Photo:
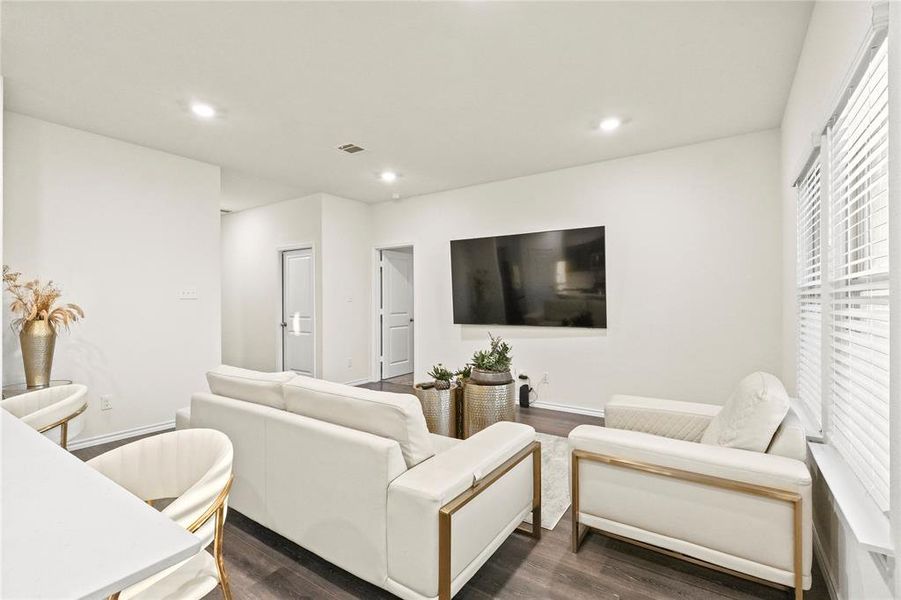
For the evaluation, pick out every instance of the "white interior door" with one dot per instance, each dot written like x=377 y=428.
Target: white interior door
x=397 y=312
x=298 y=312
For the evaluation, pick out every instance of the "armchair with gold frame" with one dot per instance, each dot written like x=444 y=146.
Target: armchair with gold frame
x=646 y=479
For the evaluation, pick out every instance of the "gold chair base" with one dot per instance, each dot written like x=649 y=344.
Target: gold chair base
x=447 y=511
x=579 y=531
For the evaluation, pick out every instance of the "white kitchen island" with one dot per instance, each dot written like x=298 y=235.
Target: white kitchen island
x=66 y=531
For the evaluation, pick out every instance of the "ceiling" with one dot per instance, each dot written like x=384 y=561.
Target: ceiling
x=445 y=94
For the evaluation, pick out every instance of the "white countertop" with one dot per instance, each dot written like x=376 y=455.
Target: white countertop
x=66 y=531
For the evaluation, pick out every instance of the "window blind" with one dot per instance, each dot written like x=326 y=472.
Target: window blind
x=859 y=280
x=809 y=291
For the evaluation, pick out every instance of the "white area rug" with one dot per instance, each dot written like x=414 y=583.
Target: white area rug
x=554 y=479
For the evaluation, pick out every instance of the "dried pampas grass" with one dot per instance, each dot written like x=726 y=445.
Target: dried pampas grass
x=34 y=301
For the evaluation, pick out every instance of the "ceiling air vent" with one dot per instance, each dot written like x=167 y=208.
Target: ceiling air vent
x=350 y=148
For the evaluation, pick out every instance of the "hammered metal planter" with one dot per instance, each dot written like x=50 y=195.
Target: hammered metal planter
x=485 y=405
x=38 y=340
x=440 y=409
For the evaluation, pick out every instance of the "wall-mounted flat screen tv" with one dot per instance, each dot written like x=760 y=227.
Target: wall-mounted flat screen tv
x=548 y=279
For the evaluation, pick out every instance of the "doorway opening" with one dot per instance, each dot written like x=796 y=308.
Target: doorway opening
x=395 y=315
x=298 y=315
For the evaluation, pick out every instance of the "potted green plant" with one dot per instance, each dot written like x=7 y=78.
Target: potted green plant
x=492 y=366
x=442 y=376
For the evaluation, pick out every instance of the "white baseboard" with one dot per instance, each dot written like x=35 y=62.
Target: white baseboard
x=828 y=575
x=105 y=438
x=579 y=410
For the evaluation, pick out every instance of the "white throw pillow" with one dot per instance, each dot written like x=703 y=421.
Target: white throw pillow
x=251 y=386
x=751 y=416
x=394 y=416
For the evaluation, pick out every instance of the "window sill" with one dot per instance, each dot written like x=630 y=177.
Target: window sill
x=856 y=509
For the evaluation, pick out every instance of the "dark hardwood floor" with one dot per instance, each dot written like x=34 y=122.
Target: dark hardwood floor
x=263 y=565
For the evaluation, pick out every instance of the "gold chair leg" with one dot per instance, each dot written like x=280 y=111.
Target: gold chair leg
x=574 y=497
x=798 y=549
x=217 y=552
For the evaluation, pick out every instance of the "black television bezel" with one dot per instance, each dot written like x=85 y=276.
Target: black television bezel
x=563 y=327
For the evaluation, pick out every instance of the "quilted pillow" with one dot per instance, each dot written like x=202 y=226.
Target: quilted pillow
x=751 y=416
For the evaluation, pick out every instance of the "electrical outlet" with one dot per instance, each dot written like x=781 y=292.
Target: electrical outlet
x=187 y=294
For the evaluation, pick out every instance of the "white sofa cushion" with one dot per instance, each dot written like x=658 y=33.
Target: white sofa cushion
x=395 y=416
x=751 y=415
x=251 y=386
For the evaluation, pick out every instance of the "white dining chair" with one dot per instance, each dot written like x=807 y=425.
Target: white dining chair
x=54 y=411
x=193 y=466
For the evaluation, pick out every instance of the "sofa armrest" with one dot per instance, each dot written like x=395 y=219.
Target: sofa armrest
x=448 y=474
x=668 y=418
x=183 y=418
x=733 y=464
x=449 y=513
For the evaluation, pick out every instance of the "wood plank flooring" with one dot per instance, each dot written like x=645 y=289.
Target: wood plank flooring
x=263 y=565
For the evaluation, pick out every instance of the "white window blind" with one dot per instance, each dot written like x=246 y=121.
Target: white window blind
x=859 y=280
x=809 y=291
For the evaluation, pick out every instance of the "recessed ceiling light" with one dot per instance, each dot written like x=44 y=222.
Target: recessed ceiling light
x=611 y=124
x=202 y=110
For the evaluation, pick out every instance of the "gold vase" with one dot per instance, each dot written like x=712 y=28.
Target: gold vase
x=37 y=339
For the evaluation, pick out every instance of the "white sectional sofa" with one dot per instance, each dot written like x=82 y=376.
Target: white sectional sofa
x=354 y=476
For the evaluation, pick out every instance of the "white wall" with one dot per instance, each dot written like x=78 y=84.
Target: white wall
x=251 y=278
x=835 y=39
x=339 y=230
x=346 y=289
x=693 y=270
x=121 y=229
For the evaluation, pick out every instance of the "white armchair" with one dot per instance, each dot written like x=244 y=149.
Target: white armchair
x=54 y=411
x=646 y=478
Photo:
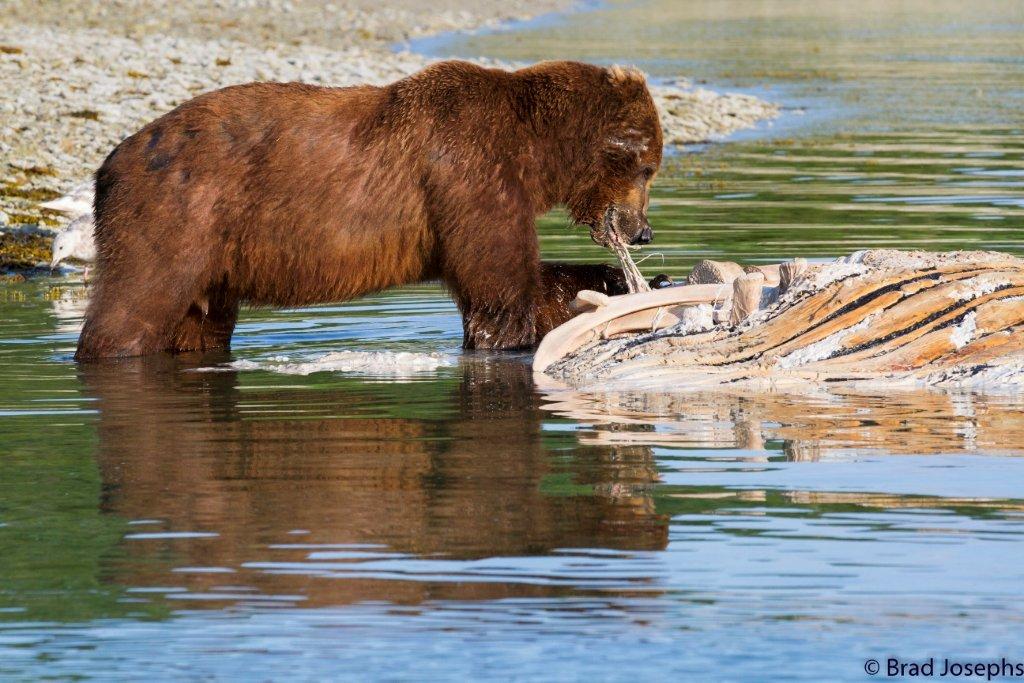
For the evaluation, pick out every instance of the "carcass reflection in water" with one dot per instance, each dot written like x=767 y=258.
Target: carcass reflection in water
x=276 y=486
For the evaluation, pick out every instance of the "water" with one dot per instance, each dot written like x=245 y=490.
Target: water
x=457 y=519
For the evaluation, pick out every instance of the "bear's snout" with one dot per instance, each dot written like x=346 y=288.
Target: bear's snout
x=644 y=236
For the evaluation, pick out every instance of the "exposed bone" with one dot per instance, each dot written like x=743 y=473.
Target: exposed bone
x=634 y=279
x=711 y=272
x=903 y=317
x=788 y=272
x=745 y=296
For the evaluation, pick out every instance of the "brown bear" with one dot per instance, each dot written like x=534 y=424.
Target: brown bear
x=287 y=195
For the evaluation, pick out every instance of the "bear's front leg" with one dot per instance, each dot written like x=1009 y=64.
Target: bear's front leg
x=494 y=275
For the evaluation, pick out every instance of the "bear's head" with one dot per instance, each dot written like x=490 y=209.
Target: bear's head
x=626 y=152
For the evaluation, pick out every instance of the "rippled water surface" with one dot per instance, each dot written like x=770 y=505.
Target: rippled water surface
x=442 y=515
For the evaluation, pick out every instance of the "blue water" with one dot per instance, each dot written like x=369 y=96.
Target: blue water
x=218 y=518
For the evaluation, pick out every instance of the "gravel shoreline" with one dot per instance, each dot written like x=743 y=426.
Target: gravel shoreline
x=79 y=77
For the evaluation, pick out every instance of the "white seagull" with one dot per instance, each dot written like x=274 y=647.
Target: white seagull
x=76 y=203
x=75 y=242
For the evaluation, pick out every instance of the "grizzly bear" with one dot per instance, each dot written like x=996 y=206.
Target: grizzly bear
x=287 y=195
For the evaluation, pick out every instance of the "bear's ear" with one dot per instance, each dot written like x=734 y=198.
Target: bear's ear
x=625 y=76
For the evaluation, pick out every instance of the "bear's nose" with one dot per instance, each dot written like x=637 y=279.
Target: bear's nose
x=643 y=237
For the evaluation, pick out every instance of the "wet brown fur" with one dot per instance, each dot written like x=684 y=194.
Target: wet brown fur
x=287 y=195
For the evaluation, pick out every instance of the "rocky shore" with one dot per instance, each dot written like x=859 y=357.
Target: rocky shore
x=79 y=77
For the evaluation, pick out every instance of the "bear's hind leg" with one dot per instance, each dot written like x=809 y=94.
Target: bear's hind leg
x=208 y=324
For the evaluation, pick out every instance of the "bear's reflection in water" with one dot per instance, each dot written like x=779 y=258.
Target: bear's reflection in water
x=259 y=465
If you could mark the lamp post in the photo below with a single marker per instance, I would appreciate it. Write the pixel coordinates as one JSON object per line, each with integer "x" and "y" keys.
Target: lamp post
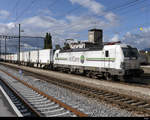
{"x": 19, "y": 43}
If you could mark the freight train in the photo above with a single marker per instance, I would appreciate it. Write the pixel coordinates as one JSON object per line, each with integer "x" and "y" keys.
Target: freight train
{"x": 94, "y": 58}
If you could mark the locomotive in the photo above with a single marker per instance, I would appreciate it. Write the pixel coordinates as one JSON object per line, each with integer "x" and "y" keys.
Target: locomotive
{"x": 94, "y": 58}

Your task:
Copy the rows without any change, beginning at the line that contains "like x=779 y=258." and ending after the line that contains "x=259 y=465".

Task answer:
For the evaluation, pick out every instance of the "bear's reflection in water" with one dot per instance, each dot written like x=779 y=258.
Target: bear's reflection in water
x=259 y=465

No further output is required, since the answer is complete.